------ Dataset records
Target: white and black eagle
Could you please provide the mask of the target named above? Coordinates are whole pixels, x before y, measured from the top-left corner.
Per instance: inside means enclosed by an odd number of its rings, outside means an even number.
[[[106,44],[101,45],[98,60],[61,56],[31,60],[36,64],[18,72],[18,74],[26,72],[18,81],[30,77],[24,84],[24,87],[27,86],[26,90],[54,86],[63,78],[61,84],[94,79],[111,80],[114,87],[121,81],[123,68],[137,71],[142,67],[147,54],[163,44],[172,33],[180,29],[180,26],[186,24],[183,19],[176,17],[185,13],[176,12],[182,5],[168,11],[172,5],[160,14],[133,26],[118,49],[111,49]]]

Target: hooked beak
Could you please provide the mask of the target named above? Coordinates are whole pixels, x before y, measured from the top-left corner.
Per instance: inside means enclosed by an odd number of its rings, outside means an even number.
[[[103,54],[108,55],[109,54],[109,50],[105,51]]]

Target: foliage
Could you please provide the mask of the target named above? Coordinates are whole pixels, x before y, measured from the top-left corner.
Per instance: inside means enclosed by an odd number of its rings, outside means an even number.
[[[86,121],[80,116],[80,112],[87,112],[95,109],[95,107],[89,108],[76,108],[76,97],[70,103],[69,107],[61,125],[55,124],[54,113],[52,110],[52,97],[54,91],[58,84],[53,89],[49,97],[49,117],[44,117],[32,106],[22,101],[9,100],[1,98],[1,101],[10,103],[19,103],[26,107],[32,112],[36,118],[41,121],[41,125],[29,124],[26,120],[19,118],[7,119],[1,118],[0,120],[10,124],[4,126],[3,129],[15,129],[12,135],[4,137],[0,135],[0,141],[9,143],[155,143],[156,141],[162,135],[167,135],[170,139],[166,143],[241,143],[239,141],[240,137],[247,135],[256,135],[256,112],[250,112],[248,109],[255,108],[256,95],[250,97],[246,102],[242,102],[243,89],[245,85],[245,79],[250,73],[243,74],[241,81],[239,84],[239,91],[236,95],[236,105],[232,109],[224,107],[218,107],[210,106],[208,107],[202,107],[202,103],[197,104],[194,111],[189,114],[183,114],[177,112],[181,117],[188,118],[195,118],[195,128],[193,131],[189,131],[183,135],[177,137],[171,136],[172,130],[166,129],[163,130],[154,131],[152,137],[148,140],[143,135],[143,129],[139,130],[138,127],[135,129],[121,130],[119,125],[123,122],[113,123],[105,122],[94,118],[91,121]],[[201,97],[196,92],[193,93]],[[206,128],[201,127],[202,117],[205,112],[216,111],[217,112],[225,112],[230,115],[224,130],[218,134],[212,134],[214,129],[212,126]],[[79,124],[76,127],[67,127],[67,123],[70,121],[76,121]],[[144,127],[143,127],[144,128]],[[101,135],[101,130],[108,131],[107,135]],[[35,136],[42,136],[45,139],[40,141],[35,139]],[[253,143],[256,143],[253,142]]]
------------
■ **The request**
Can you output every line of the entries above again, unchanged and in order?

■ **Answer**
Target: white and black eagle
Could you please provide the mask of the target named above? Coordinates are whole pixels, x before y, measured from the top-left corner.
Per instance: inside means enclosed by an odd number of its rings, outside means an even number.
[[[106,44],[101,45],[98,60],[61,56],[31,60],[36,64],[18,72],[18,74],[26,72],[18,81],[30,77],[24,84],[24,87],[27,86],[26,90],[54,86],[63,78],[61,84],[94,79],[111,80],[114,87],[121,81],[123,68],[137,71],[142,67],[147,54],[163,44],[172,33],[180,29],[180,26],[186,24],[183,19],[176,17],[185,13],[176,12],[182,5],[168,11],[172,5],[160,14],[133,26],[118,49],[111,49]]]

Target: hooked beak
Could you please provide the mask of the target named above? Coordinates are whole pixels, x before y, measured from the top-left corner.
Per instance: inside means enclosed by an odd number of its rings, outside means an even number.
[[[103,54],[108,55],[109,54],[109,50],[105,51]]]

Target: foliage
Could you please provide the mask of the target named above? Coordinates are whole pixels, x before y, measured from the top-left corner.
Per instance: inside means enclosed by an odd number of its rings, outside means an even number.
[[[86,121],[80,116],[80,112],[87,112],[95,109],[95,107],[89,108],[76,108],[76,97],[70,103],[69,107],[61,125],[55,124],[54,113],[52,110],[52,97],[54,91],[58,84],[53,89],[49,97],[49,117],[44,117],[32,106],[22,101],[9,100],[1,98],[1,101],[10,103],[19,103],[26,107],[32,112],[36,118],[41,121],[41,125],[29,124],[26,120],[19,118],[7,119],[1,118],[0,120],[10,124],[4,126],[3,129],[15,129],[12,135],[4,137],[0,135],[0,141],[9,143],[155,143],[156,141],[162,135],[167,135],[170,139],[166,143],[241,143],[239,141],[240,137],[247,135],[256,135],[256,112],[250,112],[248,109],[255,108],[256,95],[250,97],[246,102],[242,102],[243,89],[245,85],[245,79],[250,73],[243,74],[241,81],[239,84],[239,91],[236,95],[236,105],[232,109],[224,107],[218,107],[210,106],[208,107],[202,107],[202,103],[197,104],[194,111],[189,114],[183,114],[177,112],[181,117],[188,118],[195,118],[195,128],[193,131],[189,131],[183,135],[177,137],[171,136],[172,130],[166,129],[163,130],[154,131],[152,137],[148,140],[143,135],[143,129],[139,130],[138,127],[135,129],[121,130],[119,125],[123,122],[113,123],[105,122],[94,118],[91,121]],[[201,97],[196,92],[193,93]],[[206,128],[201,127],[202,117],[205,112],[216,111],[217,112],[225,112],[230,115],[224,130],[218,134],[212,134],[214,129],[212,126]],[[79,124],[76,127],[67,127],[67,123],[70,121],[76,121]],[[144,127],[143,127],[144,128]],[[101,135],[101,130],[108,131],[107,135]],[[35,136],[42,136],[45,139],[40,141],[35,139]],[[253,143],[256,143],[253,142]]]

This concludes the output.